== Task requirements ==
Copy the records below exactly. Include all of them.

[Region pointing data]
◇ ◇ ◇
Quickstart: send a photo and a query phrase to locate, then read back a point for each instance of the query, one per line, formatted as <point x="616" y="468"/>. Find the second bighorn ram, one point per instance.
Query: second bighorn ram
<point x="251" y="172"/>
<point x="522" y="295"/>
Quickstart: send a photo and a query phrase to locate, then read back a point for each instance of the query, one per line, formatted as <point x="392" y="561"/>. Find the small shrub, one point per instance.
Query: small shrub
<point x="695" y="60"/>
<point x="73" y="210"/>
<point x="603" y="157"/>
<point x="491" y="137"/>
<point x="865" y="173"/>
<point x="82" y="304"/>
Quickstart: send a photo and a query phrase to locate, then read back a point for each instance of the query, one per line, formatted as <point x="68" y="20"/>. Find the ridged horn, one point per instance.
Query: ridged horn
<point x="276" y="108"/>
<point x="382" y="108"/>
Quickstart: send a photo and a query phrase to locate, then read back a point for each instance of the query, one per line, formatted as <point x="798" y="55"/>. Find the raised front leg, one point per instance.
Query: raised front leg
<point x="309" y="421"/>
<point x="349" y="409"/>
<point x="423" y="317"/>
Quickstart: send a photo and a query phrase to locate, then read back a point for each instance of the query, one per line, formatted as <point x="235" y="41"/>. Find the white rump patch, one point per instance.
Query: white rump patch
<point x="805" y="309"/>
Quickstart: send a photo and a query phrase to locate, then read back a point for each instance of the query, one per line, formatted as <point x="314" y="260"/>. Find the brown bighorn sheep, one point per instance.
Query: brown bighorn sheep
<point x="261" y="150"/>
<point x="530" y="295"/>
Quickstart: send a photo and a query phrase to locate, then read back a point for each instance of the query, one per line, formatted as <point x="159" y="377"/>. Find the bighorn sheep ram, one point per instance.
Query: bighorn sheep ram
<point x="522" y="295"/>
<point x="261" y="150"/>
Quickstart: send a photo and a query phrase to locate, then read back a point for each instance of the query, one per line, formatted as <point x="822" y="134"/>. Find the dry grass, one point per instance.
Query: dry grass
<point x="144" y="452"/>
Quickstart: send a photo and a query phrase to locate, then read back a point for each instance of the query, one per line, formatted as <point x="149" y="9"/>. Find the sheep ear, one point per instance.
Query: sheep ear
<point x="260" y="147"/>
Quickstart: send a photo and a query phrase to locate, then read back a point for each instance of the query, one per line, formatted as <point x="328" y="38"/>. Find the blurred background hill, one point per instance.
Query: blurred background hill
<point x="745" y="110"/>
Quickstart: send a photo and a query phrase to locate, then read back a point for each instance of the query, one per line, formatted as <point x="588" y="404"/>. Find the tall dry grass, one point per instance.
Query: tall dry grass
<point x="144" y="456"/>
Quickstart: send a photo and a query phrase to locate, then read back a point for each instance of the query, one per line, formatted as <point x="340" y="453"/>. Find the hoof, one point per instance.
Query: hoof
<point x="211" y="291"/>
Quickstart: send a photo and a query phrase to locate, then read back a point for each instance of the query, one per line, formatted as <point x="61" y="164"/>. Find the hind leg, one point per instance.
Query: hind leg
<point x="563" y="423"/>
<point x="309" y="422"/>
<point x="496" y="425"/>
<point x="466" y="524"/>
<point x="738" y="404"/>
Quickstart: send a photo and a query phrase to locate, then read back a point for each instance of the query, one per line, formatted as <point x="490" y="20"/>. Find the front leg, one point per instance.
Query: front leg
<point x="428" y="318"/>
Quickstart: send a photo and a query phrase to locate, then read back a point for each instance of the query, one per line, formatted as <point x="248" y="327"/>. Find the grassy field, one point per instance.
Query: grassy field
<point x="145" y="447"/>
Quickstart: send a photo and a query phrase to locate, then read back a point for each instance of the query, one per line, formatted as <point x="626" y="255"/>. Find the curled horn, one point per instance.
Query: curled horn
◇ ◇ ◇
== Exercise solution ==
Quickstart: send a photo and a query phrase to locate, then read back a point for each instance of the query, one per line, formatted as <point x="616" y="468"/>. Find the second bighorn ram, one point per instance.
Query: second bighorn ram
<point x="251" y="172"/>
<point x="522" y="295"/>
Quickstart: send a photo and a query phrase to locate, then read back a point for each instance of the query, one per line, formatted as <point x="392" y="561"/>. Find the small shrub, one point per instance.
Query: small shrub
<point x="695" y="60"/>
<point x="73" y="210"/>
<point x="603" y="157"/>
<point x="491" y="137"/>
<point x="865" y="173"/>
<point x="82" y="304"/>
Quickstart: send a photo and a query phrase to locate, then read back a point for each instance of the query, one per line, formatted as <point x="68" y="20"/>. Find the ridged horn, one point per instance.
Query: ridged horn
<point x="276" y="108"/>
<point x="382" y="108"/>
Quickstart: send a photo and a query phrase to locate, then read back a point for each instance of the query, one per line, formatted as <point x="798" y="55"/>. Find the raised front leg, one point per instance.
Query: raised front leg
<point x="309" y="421"/>
<point x="349" y="409"/>
<point x="423" y="317"/>
Quickstart: send a photo and a query phrase to locate, then read back a point for each instance of the query, one per line, formatted as <point x="235" y="41"/>. Find the white rump patch, one point per instance.
Query: white rump patch
<point x="805" y="309"/>
Quickstart: send a photo and a query phrase to locate, then read back a point for each instance of the query, one per line, formatted as <point x="314" y="260"/>. Find the brown bighorn sheep, one point per instance.
Query: brown bighorn sheep
<point x="261" y="150"/>
<point x="530" y="295"/>
Quickstart: send a photo and a query phrase to locate, then read back a point for each instance of the query, one per line, formatted as <point x="159" y="377"/>. Find the bighorn sheep ram, one point per instance.
Query: bighorn sheep ram
<point x="522" y="295"/>
<point x="261" y="150"/>
Quickstart: send a photo and a query phrase to locate, then read back a point for each instance of the query, one per line, formatted as <point x="822" y="134"/>. Find the dry grass, one point per instance.
Query: dry grass
<point x="144" y="452"/>
Quickstart: send a photo and a query phrase to locate, then read back a point for each instance of the query, one per line, formatted as <point x="149" y="9"/>. Find the sheep ear, one point per instance.
Query: sheep ear
<point x="260" y="147"/>
Quickstart: send a photo and a query phrase to locate, then read back a point for each instance of the query, one per line, formatted as <point x="328" y="38"/>. Find the blurred background hill, one point per instance.
Query: blurred background hill
<point x="745" y="110"/>
Quickstart: send a photo and a query phrase to locate, then read back a point for each instance of the query, one per line, formatted as <point x="588" y="404"/>. Find the tall dry grass, one point per instance.
Query: tall dry grass
<point x="144" y="456"/>
Quickstart: send a photo and a query phrase to locate, then read back a point for each instance of the query, one per line, formatted as <point x="340" y="453"/>. Find the hoof, one point per instance.
Query: hoof
<point x="211" y="291"/>
Quickstart: send a photo and a query phrase to locate, then read back a point for each instance of the query, one per line, formatted as <point x="61" y="164"/>. Find the hind leg, one point per instance.
Query: hind leg
<point x="563" y="423"/>
<point x="309" y="422"/>
<point x="496" y="425"/>
<point x="466" y="524"/>
<point x="738" y="404"/>
Quickstart: send a photo and a query phrase to locate, then read back a point for each instance of the query, one per line, formatted as <point x="490" y="20"/>. Find the front leg, one point per instance.
Query: front leg
<point x="428" y="318"/>
Quickstart: send a photo and a query phrase to locate, then read back a point for each instance of the query, one per line, formatted as <point x="248" y="327"/>. Find the grassy field, one point per instance.
Query: grassy field
<point x="145" y="447"/>
Quickstart: send a photo and a query phrase to locate, then read back a point for each instance of the query, one per line, formatted as <point x="626" y="255"/>. Find the curled horn, one point per instance.
Query: curled horn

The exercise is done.